(Pointing dataset excerpts)
----

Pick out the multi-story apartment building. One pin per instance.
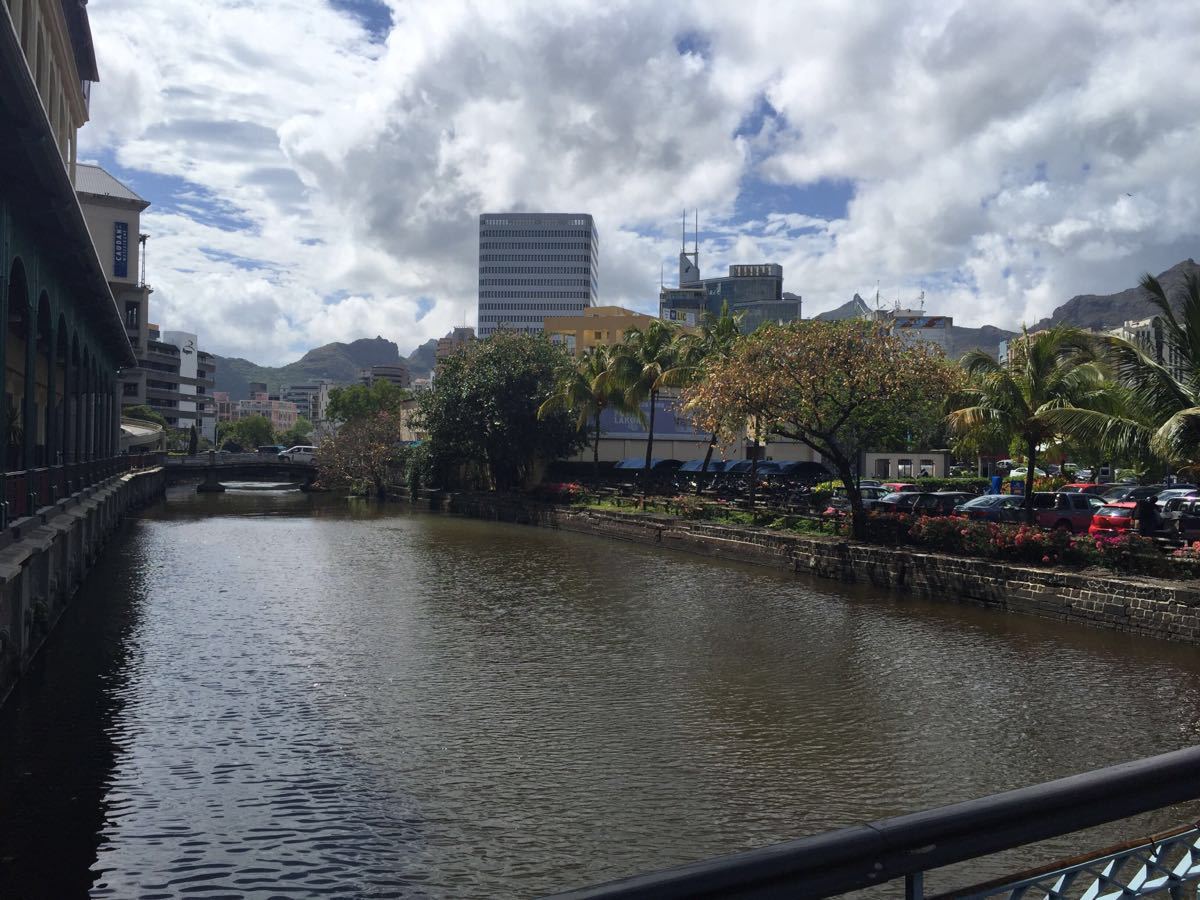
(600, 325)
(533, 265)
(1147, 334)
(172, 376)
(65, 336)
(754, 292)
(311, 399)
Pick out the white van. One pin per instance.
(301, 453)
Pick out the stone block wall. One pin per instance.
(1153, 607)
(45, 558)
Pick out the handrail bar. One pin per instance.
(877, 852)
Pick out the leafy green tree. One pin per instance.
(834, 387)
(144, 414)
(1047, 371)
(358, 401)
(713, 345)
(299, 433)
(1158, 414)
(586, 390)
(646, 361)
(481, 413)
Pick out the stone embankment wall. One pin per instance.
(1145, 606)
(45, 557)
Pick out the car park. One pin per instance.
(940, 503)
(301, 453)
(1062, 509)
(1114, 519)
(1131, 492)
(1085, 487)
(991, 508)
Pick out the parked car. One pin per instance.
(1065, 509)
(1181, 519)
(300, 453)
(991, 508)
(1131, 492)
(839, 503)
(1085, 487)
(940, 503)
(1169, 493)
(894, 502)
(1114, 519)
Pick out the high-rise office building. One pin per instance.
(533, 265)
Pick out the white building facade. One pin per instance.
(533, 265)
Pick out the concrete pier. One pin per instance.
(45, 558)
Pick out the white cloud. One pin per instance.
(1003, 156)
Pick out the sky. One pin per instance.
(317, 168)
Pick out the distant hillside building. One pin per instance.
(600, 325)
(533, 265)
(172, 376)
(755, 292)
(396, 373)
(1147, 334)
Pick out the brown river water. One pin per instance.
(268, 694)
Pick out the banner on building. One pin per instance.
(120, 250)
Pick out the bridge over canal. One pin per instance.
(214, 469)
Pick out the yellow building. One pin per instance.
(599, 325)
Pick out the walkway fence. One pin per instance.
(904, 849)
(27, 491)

----

_Objective:_ Make an exact copy of all entries above, dropping the images.

_Correct output:_
Pick out the multi-story apartment building. One pin per instance.
(600, 325)
(533, 265)
(1147, 334)
(172, 376)
(65, 336)
(754, 292)
(311, 399)
Pick out the white van. One pin per instance.
(301, 453)
Pick out the stone block wall. One pin per instance.
(1153, 607)
(45, 558)
Pick out the handrail bar. One pin per instance.
(877, 852)
Pick out the leafy green tree. One pin per instance.
(834, 387)
(144, 414)
(1047, 371)
(358, 401)
(713, 345)
(299, 433)
(1158, 414)
(586, 390)
(646, 361)
(481, 413)
Pick out the stone embankment wall. One pin per instance.
(1145, 606)
(45, 557)
Pick out the car park. One pin per instance.
(940, 503)
(301, 453)
(1062, 509)
(1114, 519)
(1131, 492)
(1085, 487)
(991, 508)
Pick out the parked car. One pin per instance.
(1065, 509)
(1181, 519)
(300, 453)
(991, 508)
(1131, 492)
(839, 503)
(1085, 487)
(940, 503)
(1169, 493)
(894, 502)
(1114, 519)
Pick out the high-rise office building. One pin per instance.
(533, 265)
Pick out the white building facade. One pin per instance.
(533, 265)
Pick out the concrete pier. One pin per instance.
(45, 558)
Pick out the white cloud. One pin per instance.
(1003, 156)
Pick out the sky. One pin per instance.
(317, 168)
Pick out the distant hillside building. One pin per instance.
(600, 325)
(533, 265)
(172, 376)
(755, 292)
(396, 373)
(1147, 334)
Pick out the brown river water. One pin per instance.
(268, 694)
Pick out the banner on building. One pin per instance.
(120, 250)
Pick out the bridge over canal. One pin per instance.
(214, 469)
Pick out the yellow building. One pin per instance.
(599, 325)
Pick out the walkway fence. One pin per instance.
(904, 849)
(27, 491)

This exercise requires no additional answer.